■ PROBLEM STATEMENT: Reproduce every record below exactly as written, leaving out any pictures.

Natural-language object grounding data
__________________________________________________
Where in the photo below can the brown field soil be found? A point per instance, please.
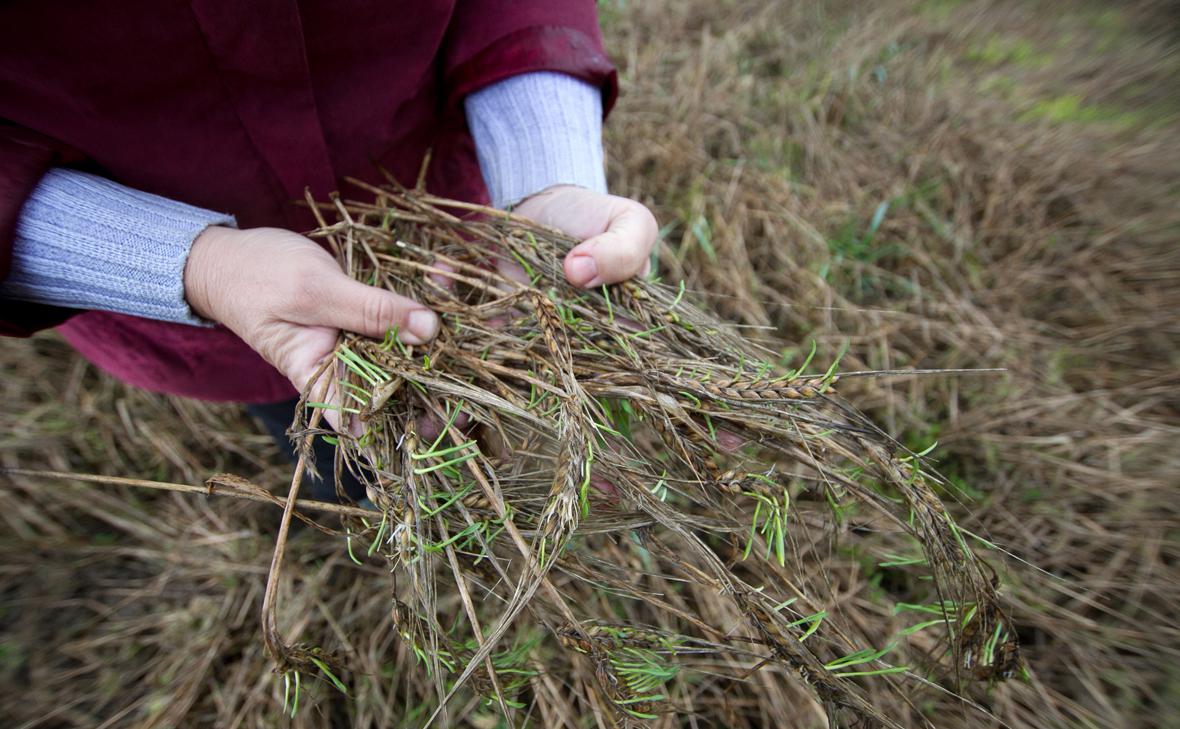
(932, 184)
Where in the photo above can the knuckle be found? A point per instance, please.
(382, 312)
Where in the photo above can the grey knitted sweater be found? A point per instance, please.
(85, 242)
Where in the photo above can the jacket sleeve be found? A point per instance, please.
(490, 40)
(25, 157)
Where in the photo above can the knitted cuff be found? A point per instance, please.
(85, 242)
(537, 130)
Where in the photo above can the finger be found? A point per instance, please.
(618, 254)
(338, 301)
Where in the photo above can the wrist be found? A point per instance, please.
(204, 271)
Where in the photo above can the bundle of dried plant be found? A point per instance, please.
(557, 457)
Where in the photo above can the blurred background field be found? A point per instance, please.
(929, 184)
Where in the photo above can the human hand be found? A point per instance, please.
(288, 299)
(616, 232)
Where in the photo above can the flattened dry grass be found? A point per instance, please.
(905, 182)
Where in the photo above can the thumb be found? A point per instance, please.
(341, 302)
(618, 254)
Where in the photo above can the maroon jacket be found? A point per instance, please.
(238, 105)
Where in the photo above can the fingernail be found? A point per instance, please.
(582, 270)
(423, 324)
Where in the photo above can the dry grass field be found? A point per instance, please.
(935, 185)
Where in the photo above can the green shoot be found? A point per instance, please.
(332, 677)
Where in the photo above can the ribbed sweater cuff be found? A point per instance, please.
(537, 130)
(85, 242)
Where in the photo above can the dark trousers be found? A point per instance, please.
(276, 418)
__________________________________________________
■ WRITTEN SOLUTION:
Where in the photo below can the brown field soil be found? A point per instance, please.
(932, 184)
Where in the photo above can the knuckle be found? A point per instance, please.
(382, 312)
Where in the photo above can the grey knitted sweater be found? A point per instance, please.
(85, 242)
Where in the photo above can the jacket sleeve be found? A point per instance, please.
(490, 40)
(25, 157)
Where in the photo above can the knitted cuff be found? A point per instance, please.
(85, 242)
(537, 130)
Where in the photo above can the finger be found? A point per instance, please.
(618, 254)
(338, 301)
Where in the photo above can the wrist be found? A point per instance, please.
(204, 271)
Where in the photo above can the bundle of dried plant be found? A point per instance, please.
(557, 457)
Where in the photo above can the blurred background field be found? A point per instance, please.
(929, 184)
Where in the photo above can the human hand be found? A point per instance, please.
(288, 299)
(616, 232)
Where in the photo above can the flattened dry grass be found? A point per instance, please.
(905, 182)
Where in the photo above can the thumb be found? A point per instance, please.
(341, 302)
(618, 254)
Where in the photo above can the maroon jacket be found? A point per instance, please.
(238, 105)
Where in the photo above can the fingernail be found? A point per instance, please.
(582, 270)
(423, 324)
Where in the photo above can the dry grass field be found? A point per instance, please.
(935, 185)
Where in the photo above can the green shoot be found? A point per instance, please.
(332, 677)
Where in the photo above can the ribbed sweater cuff be found? A point per instance, please.
(537, 130)
(85, 242)
Where in the photo above can the dark trousers be found? A point per instance, please.
(276, 418)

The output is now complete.